# Data lines

◆ ◆ ◆ ◆ ◆

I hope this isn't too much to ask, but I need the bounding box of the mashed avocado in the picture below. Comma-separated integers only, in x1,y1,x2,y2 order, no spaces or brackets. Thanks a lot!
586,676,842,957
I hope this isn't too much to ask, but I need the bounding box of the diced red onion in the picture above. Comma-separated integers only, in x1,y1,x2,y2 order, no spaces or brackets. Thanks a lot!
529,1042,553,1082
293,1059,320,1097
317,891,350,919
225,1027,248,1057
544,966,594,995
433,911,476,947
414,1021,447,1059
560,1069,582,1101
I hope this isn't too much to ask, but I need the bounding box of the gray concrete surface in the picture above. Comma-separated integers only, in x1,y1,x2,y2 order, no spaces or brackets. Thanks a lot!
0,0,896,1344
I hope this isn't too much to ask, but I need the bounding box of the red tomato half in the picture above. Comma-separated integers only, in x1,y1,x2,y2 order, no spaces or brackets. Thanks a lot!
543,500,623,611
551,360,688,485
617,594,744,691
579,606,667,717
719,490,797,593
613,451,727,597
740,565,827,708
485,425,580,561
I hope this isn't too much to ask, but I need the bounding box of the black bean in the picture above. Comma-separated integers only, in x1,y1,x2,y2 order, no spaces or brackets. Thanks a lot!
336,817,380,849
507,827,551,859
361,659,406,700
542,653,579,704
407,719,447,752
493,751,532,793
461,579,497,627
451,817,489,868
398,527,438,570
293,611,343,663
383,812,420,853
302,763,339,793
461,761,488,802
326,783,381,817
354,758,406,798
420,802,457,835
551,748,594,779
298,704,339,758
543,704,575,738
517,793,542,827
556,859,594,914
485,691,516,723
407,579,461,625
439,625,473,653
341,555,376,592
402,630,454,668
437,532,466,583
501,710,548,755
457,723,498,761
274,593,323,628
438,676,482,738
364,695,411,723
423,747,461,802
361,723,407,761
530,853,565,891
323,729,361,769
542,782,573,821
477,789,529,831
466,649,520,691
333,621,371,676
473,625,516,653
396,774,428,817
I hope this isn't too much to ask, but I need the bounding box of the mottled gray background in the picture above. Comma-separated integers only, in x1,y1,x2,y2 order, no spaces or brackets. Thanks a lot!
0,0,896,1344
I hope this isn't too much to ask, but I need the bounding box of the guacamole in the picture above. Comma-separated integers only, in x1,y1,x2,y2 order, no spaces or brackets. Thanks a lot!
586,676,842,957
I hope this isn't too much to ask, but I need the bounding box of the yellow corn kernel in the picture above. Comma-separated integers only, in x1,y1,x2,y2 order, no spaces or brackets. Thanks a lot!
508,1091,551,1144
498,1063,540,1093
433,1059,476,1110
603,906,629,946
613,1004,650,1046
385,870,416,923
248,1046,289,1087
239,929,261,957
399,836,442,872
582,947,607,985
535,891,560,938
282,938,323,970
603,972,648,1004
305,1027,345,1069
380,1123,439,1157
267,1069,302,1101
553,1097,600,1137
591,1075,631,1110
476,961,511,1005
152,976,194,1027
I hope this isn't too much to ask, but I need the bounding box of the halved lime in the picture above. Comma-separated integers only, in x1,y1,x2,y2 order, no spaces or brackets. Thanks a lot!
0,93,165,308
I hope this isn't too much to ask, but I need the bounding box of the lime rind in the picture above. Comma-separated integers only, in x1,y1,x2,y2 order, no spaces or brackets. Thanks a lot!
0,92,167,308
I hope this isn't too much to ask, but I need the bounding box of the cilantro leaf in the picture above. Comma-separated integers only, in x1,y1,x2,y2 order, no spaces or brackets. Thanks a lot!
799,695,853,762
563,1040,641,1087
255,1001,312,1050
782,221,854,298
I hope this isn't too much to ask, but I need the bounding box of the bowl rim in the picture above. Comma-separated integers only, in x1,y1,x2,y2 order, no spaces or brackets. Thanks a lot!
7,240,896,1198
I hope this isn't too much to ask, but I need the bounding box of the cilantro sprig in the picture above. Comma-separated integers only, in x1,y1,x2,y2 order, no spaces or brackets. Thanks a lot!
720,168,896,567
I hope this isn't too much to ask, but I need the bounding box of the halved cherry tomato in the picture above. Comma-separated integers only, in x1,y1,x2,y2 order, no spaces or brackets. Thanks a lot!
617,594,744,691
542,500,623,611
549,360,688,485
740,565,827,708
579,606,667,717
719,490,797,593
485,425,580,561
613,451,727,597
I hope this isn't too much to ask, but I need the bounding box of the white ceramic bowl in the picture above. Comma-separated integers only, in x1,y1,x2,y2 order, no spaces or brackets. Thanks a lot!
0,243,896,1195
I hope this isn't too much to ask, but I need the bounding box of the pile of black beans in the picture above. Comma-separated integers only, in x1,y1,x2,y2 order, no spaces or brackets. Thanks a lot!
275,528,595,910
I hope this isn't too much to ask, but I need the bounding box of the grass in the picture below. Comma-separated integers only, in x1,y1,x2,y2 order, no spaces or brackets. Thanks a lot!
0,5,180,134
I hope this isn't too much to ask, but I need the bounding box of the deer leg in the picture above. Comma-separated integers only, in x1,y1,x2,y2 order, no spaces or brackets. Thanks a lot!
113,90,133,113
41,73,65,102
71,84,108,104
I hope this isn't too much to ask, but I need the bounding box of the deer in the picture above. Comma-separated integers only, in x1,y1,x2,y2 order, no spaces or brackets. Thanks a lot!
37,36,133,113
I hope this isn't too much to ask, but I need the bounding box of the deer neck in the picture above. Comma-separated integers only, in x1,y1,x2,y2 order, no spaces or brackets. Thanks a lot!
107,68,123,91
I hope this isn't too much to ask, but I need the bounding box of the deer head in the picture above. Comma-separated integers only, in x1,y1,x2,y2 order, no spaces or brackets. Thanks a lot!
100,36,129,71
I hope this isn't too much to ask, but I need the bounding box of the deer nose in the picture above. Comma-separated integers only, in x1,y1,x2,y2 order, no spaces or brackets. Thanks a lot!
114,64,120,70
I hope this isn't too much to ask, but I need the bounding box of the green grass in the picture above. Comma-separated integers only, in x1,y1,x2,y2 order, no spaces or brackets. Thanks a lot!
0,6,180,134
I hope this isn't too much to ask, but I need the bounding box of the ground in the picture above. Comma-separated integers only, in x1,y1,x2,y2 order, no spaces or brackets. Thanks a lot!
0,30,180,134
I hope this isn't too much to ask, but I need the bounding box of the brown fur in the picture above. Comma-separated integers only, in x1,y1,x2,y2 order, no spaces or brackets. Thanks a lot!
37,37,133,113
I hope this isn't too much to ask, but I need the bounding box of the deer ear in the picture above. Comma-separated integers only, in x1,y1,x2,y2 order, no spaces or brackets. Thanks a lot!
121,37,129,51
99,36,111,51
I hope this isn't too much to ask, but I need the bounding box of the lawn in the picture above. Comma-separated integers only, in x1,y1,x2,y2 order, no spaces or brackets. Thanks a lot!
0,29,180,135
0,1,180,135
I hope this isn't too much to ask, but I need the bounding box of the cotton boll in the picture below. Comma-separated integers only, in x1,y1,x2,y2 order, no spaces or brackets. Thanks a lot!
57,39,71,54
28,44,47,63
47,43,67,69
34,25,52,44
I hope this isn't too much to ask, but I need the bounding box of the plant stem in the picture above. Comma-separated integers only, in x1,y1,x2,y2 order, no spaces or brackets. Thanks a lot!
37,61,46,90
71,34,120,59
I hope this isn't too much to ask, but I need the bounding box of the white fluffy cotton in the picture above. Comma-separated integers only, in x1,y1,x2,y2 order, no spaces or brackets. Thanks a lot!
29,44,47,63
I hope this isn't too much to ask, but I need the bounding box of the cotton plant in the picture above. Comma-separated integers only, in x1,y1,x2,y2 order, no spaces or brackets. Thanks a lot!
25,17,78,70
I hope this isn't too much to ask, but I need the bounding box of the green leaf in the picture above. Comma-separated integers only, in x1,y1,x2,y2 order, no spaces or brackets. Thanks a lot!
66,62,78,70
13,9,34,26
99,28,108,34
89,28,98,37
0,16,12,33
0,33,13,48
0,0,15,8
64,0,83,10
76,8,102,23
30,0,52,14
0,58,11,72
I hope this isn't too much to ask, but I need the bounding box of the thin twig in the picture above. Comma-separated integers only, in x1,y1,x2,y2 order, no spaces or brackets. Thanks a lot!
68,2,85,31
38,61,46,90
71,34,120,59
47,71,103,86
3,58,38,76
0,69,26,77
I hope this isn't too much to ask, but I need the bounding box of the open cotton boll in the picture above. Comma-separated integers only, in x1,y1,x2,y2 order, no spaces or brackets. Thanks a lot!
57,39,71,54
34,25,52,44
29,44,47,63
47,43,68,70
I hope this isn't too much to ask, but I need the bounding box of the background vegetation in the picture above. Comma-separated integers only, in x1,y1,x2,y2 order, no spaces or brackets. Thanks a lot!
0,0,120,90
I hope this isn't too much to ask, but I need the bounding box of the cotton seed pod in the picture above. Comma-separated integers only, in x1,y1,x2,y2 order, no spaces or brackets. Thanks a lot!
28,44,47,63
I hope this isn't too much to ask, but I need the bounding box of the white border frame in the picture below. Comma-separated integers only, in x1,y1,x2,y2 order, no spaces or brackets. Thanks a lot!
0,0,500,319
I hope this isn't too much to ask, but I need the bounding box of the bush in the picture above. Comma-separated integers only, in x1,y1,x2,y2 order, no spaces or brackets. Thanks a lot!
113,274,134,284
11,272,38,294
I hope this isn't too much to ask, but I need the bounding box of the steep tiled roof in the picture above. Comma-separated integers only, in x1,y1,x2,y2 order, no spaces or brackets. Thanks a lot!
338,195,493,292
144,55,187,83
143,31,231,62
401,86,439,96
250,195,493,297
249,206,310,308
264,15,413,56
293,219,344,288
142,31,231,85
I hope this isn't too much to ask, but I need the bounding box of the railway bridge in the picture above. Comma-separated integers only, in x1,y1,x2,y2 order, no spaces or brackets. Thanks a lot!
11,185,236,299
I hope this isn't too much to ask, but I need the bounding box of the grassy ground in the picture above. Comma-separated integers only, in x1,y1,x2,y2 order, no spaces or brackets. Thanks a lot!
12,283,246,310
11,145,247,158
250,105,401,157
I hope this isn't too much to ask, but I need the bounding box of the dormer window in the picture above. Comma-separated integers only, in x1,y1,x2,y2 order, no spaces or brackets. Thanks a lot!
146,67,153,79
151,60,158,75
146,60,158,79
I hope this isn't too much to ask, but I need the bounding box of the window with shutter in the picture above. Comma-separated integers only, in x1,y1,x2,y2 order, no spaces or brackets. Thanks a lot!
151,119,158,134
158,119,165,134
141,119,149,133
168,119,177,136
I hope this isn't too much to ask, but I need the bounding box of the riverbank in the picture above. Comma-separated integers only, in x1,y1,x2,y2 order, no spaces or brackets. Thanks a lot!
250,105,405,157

◆ ◆ ◆ ◆ ◆

# Exercise
Convert everything in the data above, from the line containing "of the thin" down to the line containing "47,43,68,70", into a JSON list of strings with one string per line. Leave out any blank lines.

# Problem solution
[
  "I hope this isn't too much to ask, but I need the bounding box of the thin twig in the picture above. Comma-separated integers only, in x1,y1,x2,y2 order, no spaces or brackets. Thanks a lot!",
  "68,2,85,31",
  "38,61,46,90",
  "71,34,120,59",
  "47,71,103,86",
  "3,58,38,76",
  "0,69,26,77",
  "I hope this isn't too much to ask, but I need the bounding box of the open cotton boll in the picture above. Comma-separated integers only, in x1,y1,x2,y2 order, no spaces or brackets. Thanks a lot!",
  "57,39,71,54",
  "34,25,52,44",
  "29,44,47,63",
  "47,43,68,70"
]